## Set exercise
Will you transcribe all the entries word for word, skipping the pictures they hold?

## Dataset entries
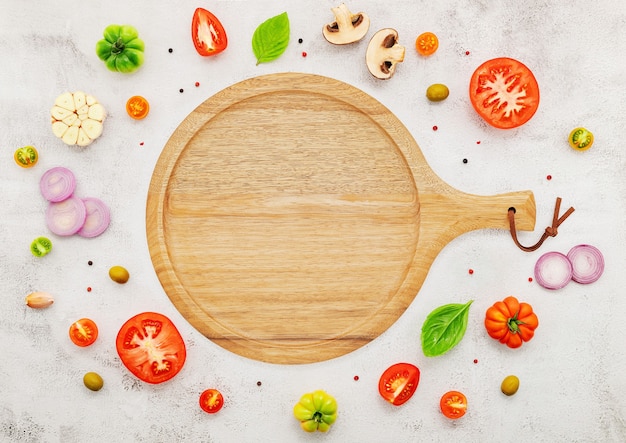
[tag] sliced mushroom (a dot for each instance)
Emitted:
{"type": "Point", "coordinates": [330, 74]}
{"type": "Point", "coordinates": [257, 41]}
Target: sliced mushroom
{"type": "Point", "coordinates": [347, 27]}
{"type": "Point", "coordinates": [384, 53]}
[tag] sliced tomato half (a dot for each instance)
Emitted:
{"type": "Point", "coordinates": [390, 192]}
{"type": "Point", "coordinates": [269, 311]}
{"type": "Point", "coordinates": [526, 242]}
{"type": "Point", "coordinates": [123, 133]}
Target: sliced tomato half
{"type": "Point", "coordinates": [398, 383]}
{"type": "Point", "coordinates": [504, 92]}
{"type": "Point", "coordinates": [211, 401]}
{"type": "Point", "coordinates": [151, 347]}
{"type": "Point", "coordinates": [207, 33]}
{"type": "Point", "coordinates": [453, 404]}
{"type": "Point", "coordinates": [83, 332]}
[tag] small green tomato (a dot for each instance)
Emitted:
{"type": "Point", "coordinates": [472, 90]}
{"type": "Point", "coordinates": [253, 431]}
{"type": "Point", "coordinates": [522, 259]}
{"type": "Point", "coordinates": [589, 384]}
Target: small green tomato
{"type": "Point", "coordinates": [93, 381]}
{"type": "Point", "coordinates": [510, 385]}
{"type": "Point", "coordinates": [437, 92]}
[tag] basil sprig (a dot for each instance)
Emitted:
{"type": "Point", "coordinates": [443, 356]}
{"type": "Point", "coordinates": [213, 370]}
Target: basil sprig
{"type": "Point", "coordinates": [270, 39]}
{"type": "Point", "coordinates": [444, 328]}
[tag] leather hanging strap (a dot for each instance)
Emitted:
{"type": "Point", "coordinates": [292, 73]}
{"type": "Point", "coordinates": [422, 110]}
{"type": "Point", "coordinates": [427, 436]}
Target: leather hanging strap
{"type": "Point", "coordinates": [551, 231]}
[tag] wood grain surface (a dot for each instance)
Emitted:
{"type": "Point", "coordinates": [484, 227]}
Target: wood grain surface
{"type": "Point", "coordinates": [291, 218]}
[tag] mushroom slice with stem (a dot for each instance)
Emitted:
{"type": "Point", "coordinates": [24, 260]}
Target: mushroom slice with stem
{"type": "Point", "coordinates": [384, 53]}
{"type": "Point", "coordinates": [347, 27]}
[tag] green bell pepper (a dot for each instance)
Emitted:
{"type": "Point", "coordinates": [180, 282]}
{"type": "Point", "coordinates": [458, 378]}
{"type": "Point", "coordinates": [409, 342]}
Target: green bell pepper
{"type": "Point", "coordinates": [121, 49]}
{"type": "Point", "coordinates": [316, 411]}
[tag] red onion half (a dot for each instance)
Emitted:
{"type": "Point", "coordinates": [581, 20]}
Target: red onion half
{"type": "Point", "coordinates": [57, 184]}
{"type": "Point", "coordinates": [66, 217]}
{"type": "Point", "coordinates": [587, 263]}
{"type": "Point", "coordinates": [98, 218]}
{"type": "Point", "coordinates": [553, 270]}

## Written solution
[tag] sliced mushroom (a dot for each instance)
Emitted:
{"type": "Point", "coordinates": [330, 74]}
{"type": "Point", "coordinates": [257, 41]}
Target: sliced mushroom
{"type": "Point", "coordinates": [347, 27]}
{"type": "Point", "coordinates": [384, 53]}
[tag] sliced tomato half (a dot for each instance)
Emitted:
{"type": "Point", "coordinates": [390, 192]}
{"type": "Point", "coordinates": [269, 311]}
{"type": "Point", "coordinates": [526, 242]}
{"type": "Point", "coordinates": [123, 133]}
Target: sliced tomato half
{"type": "Point", "coordinates": [398, 383]}
{"type": "Point", "coordinates": [504, 92]}
{"type": "Point", "coordinates": [211, 401]}
{"type": "Point", "coordinates": [151, 347]}
{"type": "Point", "coordinates": [207, 33]}
{"type": "Point", "coordinates": [453, 404]}
{"type": "Point", "coordinates": [83, 332]}
[tag] small green tomato (a dot for each instance)
Emitted:
{"type": "Point", "coordinates": [472, 90]}
{"type": "Point", "coordinates": [253, 431]}
{"type": "Point", "coordinates": [522, 259]}
{"type": "Point", "coordinates": [589, 384]}
Target: small green tomato
{"type": "Point", "coordinates": [93, 381]}
{"type": "Point", "coordinates": [510, 385]}
{"type": "Point", "coordinates": [437, 92]}
[tag] basil sprig (a dot for each instance)
Emitted:
{"type": "Point", "coordinates": [443, 356]}
{"type": "Point", "coordinates": [213, 370]}
Target: basil sprig
{"type": "Point", "coordinates": [270, 39]}
{"type": "Point", "coordinates": [444, 328]}
[tag] leather hanging strap (a dot for each instance)
Emitted:
{"type": "Point", "coordinates": [292, 73]}
{"type": "Point", "coordinates": [422, 110]}
{"type": "Point", "coordinates": [427, 436]}
Target: leather hanging strap
{"type": "Point", "coordinates": [551, 231]}
[tag] wood grain surface (a dot for each instance)
Emitted:
{"type": "Point", "coordinates": [484, 227]}
Target: wood grain surface
{"type": "Point", "coordinates": [291, 218]}
[tag] mushroom slice with stem (a dot for each instance)
Emitted:
{"type": "Point", "coordinates": [24, 260]}
Target: mushroom slice with stem
{"type": "Point", "coordinates": [384, 53]}
{"type": "Point", "coordinates": [347, 27]}
[tag] green bell pepper (a dot for each instance)
Emitted:
{"type": "Point", "coordinates": [180, 282]}
{"type": "Point", "coordinates": [458, 378]}
{"type": "Point", "coordinates": [409, 342]}
Target: green bell pepper
{"type": "Point", "coordinates": [121, 49]}
{"type": "Point", "coordinates": [316, 411]}
[tag] red onion half (a dot for each instance)
Emitted:
{"type": "Point", "coordinates": [581, 20]}
Target: red onion half
{"type": "Point", "coordinates": [57, 184]}
{"type": "Point", "coordinates": [66, 217]}
{"type": "Point", "coordinates": [587, 263]}
{"type": "Point", "coordinates": [98, 218]}
{"type": "Point", "coordinates": [553, 270]}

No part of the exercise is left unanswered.